# What the exercise asks
Put the items below into a two-column Markdown table, with Row holding a running number and Line holding the text, starting with the line containing "A point falls on each instance of the crown" and going on through the end of the items. Skip blank lines and leave the pictures out.

# Extracted material
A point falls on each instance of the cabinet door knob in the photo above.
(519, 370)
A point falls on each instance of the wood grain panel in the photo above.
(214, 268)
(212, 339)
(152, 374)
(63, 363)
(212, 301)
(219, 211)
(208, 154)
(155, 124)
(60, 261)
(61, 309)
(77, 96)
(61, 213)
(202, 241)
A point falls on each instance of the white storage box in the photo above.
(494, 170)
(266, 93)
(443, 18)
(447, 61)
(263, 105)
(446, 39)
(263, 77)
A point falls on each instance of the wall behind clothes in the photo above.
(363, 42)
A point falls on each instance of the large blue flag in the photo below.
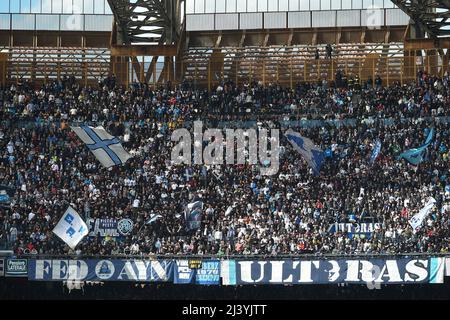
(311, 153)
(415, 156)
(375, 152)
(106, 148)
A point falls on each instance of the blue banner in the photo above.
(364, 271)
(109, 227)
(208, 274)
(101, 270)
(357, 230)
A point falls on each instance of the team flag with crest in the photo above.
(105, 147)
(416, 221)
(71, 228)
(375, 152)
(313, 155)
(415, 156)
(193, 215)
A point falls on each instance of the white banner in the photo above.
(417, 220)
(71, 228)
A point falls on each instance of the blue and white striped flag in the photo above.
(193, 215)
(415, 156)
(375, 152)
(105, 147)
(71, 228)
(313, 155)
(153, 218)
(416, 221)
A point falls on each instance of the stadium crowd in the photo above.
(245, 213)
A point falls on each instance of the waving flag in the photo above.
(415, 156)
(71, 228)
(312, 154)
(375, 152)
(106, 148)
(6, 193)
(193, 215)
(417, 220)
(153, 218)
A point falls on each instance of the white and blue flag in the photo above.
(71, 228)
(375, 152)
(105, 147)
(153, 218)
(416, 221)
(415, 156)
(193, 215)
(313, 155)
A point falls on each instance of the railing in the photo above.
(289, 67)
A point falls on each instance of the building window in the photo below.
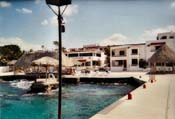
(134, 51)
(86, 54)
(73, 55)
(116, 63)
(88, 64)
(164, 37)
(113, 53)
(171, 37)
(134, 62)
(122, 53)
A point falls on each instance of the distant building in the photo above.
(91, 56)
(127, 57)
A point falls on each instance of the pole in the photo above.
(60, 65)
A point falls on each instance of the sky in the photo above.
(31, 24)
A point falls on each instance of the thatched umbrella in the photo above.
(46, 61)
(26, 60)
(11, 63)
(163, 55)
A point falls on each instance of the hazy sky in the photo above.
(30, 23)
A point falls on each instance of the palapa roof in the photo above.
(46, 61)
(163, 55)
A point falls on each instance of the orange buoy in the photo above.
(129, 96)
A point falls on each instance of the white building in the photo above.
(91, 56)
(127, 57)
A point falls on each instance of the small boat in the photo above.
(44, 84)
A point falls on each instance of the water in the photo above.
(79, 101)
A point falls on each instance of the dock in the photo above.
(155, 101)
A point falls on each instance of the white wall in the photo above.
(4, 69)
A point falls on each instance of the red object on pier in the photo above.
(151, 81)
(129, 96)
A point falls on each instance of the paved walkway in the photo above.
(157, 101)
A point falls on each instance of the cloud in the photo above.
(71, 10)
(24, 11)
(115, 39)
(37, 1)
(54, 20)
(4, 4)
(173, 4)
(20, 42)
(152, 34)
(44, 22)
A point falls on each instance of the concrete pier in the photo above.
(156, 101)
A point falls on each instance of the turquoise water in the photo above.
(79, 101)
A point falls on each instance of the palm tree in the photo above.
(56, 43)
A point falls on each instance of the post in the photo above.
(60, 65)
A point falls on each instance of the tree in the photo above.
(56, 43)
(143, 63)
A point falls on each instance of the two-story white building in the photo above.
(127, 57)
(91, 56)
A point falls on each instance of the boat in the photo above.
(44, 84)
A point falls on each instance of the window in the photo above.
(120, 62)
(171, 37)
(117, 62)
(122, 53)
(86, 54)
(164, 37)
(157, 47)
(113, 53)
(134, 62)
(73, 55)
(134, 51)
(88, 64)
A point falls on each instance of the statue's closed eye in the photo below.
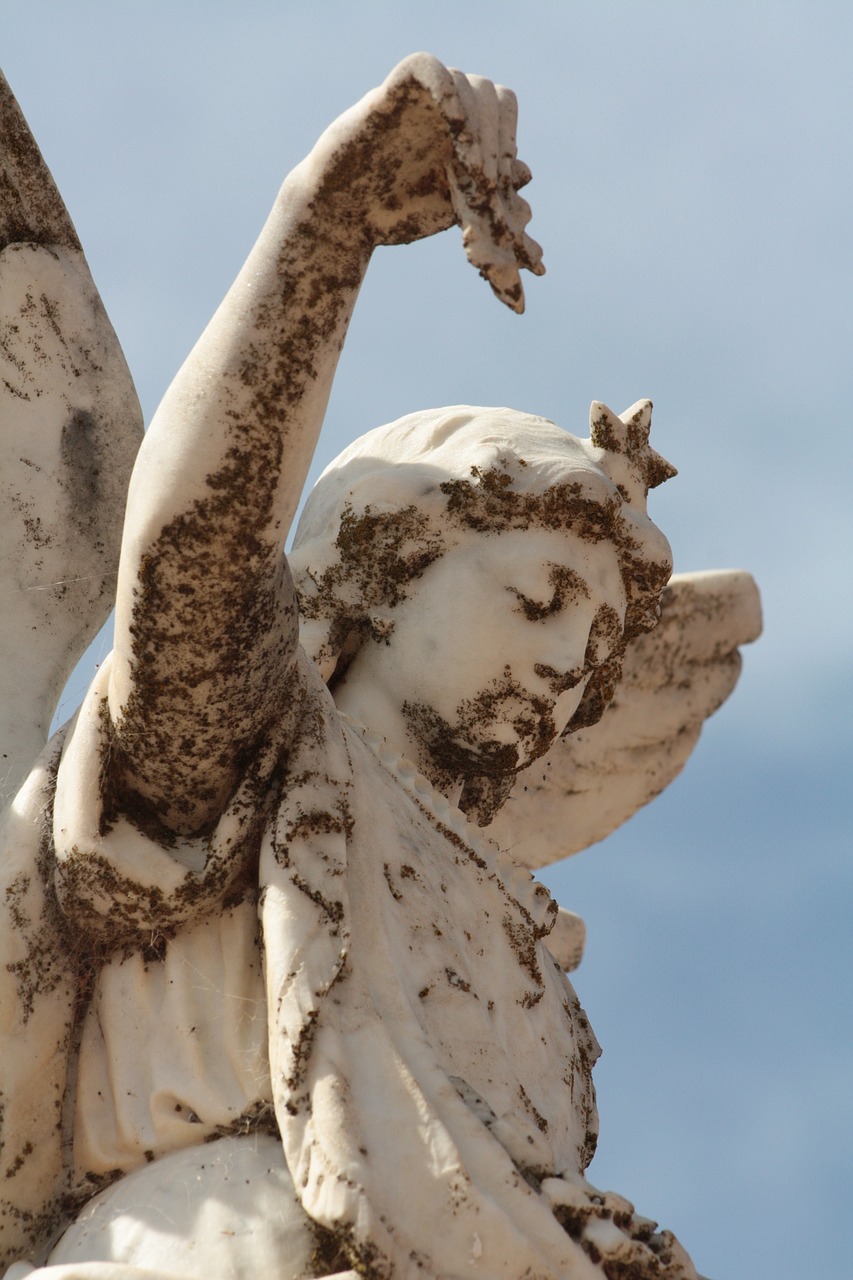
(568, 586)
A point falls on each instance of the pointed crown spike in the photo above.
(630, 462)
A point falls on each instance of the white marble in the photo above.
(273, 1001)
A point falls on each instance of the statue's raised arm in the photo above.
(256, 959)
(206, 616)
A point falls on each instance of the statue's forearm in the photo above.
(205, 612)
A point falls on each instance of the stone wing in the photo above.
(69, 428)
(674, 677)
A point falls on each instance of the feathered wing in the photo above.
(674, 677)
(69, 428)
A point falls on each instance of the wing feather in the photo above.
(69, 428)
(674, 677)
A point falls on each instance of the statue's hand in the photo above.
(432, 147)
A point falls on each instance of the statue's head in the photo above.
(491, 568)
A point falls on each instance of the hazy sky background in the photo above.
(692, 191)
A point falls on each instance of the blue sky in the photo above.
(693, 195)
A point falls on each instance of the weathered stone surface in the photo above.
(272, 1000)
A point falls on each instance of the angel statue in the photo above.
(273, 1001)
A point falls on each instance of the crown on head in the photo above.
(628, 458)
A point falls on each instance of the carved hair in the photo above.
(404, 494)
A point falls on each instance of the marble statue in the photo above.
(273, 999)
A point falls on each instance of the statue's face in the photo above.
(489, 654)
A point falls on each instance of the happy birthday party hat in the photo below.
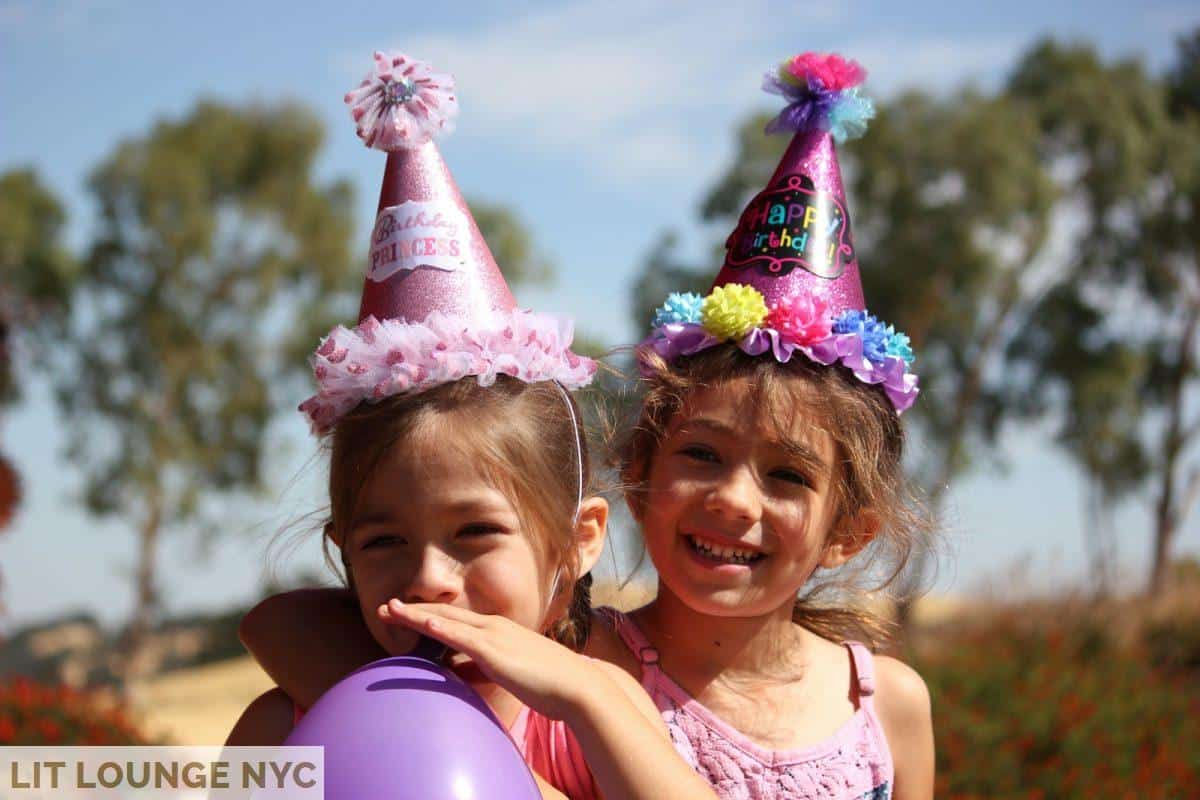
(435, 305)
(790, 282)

# Response
| Row | Line |
|---|---|
| 1 | A point falls on each instance of the crown on head in the photo above. |
| 2 | (628, 458) |
| 3 | A point falls on each instance of the carved hair in the photo above. |
| 4 | (404, 494) |
| 5 | A point falls on each instance of the marble statue in the photo above. |
| 6 | (273, 999) |
| 7 | A point falls on each instance of the statue's face in the photo above. |
| 8 | (489, 654) |
| 9 | A point falls on each instance of the happy birthday party hat in the photo below. |
| 10 | (435, 305) |
| 11 | (790, 282) |